» EXERCISE DETAILS
Make an exact transcription of the material, leaving out all images.

--- start of DATA TO PROCESS ---

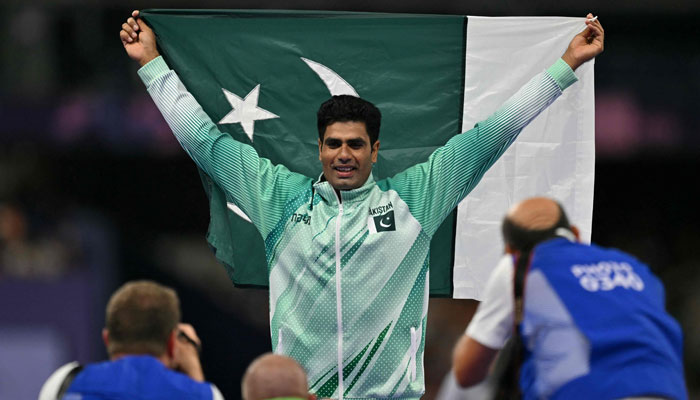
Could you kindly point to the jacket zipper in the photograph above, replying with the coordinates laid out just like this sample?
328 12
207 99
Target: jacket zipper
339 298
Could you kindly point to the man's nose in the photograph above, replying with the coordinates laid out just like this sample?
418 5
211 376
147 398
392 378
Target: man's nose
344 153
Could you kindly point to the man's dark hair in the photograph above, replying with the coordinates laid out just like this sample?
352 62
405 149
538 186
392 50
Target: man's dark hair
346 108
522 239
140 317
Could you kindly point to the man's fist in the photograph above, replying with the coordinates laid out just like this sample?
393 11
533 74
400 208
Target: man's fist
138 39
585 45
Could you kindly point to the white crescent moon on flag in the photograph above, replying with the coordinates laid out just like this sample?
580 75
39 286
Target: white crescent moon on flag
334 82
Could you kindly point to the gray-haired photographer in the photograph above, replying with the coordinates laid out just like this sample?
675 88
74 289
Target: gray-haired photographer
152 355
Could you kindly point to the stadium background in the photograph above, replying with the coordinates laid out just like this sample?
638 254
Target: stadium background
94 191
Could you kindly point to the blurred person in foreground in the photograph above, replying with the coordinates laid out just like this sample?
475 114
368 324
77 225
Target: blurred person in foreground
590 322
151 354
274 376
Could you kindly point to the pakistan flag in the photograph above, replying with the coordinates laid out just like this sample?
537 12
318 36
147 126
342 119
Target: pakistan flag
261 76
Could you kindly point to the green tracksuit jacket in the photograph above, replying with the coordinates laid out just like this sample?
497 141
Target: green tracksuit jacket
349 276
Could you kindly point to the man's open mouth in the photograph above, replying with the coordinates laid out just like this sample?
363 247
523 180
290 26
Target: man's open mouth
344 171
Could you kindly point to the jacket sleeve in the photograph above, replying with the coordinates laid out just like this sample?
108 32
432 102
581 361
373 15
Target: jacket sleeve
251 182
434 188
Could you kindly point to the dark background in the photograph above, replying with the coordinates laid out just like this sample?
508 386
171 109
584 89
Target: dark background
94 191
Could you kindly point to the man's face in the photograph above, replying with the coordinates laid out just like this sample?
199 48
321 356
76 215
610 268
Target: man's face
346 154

--- end of DATA TO PROCESS ---

» RESPONSE TO THE TASK
Could you kindly point to the jacket zipper in the photograph above, replying with the coordinates laid out just like this sample?
328 12
207 99
Target: jacket zipper
339 298
Could you kindly point to the man's nose in the photograph above, replying with the coordinates laid out just like this sample?
418 5
211 376
147 398
392 378
Target: man's nose
344 153
Could you kindly point to the man's dark hair in the photograph above, replying with the coordinates laid out just like this sample?
352 62
405 149
538 186
392 50
Target: man's dark hair
346 108
522 239
140 317
Could you kindly point to the man's fist in the photograph above, replying with the coordinates laid out just like this sample?
393 11
533 74
400 208
Target: man's fist
138 39
585 45
Could you kindly point to the white crescent moon on flag in the photograph above, replying with the coordinates laid out just like this sample?
580 75
39 286
Target: white crescent moon on flag
334 82
Could you kindly point to the gray-haired photographer in the photograph above, replying with the coordinates laid out just like this sample?
675 88
74 289
Target: gray-haired photographer
152 355
Could you kindly point to the stadium background in the photograph above, replying with the coordinates laid out just like this sample?
638 254
Target: stadium background
94 191
Could you kindly point to the blurred person in foreground in the photograph above, replying with the coordinates laid out just like this sample?
475 114
368 324
77 225
Target: blurred person in foreground
590 322
151 354
274 376
Could you kindly point to the pakistan flag in the photograph above, replying with the coordinates laid out just like this sample?
537 12
318 36
147 126
342 119
Target: pakistan flag
261 76
Could you kindly point to the green tracksuit jacket in the photograph above, replying with the coordinates laid out just like this sample?
497 141
Target: green tracksuit jacket
349 276
Could you kindly point to the man's open mouth in the photograph above, replying with the coordinates laid out just like this sample?
363 247
523 180
290 26
Target: man's open mouth
344 171
Could you kindly point to the jacket sleeve in the photograph above, replying with the coordinates laid out just like this sample?
108 32
432 102
581 361
373 15
Target: jacket sleeve
251 182
434 188
Could you kindly point to the dark background in the photograph above, replying with the coordinates laid out just like this sample?
508 386
171 109
584 89
Target: dark background
94 191
Could you kindly point to the man's face in the photograph above, replying with the coordinates laid out just like this sample?
199 48
321 356
76 215
610 268
Target: man's face
346 154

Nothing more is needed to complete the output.